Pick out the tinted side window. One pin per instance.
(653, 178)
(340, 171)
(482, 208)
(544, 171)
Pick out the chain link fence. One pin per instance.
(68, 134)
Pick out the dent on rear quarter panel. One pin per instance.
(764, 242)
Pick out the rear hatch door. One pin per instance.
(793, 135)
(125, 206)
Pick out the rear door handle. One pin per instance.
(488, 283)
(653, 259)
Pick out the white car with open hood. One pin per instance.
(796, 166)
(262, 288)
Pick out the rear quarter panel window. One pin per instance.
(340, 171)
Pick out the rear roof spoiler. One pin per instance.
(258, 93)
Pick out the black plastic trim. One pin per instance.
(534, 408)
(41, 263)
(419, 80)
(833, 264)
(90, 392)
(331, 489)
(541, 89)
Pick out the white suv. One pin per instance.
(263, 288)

========================

◆ **THE REQUEST**:
Write out the lines above, starting at the line that contains "Pick out the chain" and ending with the final line, and nothing else; copy them exactly.

◆ **ANSWER IN FULL**:
Pick out the chain link fence. One pin per instance.
(68, 134)
Pick out the dent on rear quarter panel. One pin per instance.
(764, 242)
Pick out the rear hatch door. One pin per instance.
(793, 135)
(125, 206)
Pick out the rear door handle. One pin per instance.
(488, 283)
(653, 259)
Pick out the white car with open hood. One pin per instance.
(796, 166)
(262, 288)
Pick out the rear quarter panel window. One pin per instance.
(340, 171)
Pick out the rear roof spoiler. One pin per instance.
(258, 93)
Pick out the black plastic trim. One pin per instance.
(534, 408)
(41, 263)
(419, 80)
(833, 264)
(90, 392)
(331, 489)
(541, 89)
Pick out the white suv. One pin per instance.
(263, 288)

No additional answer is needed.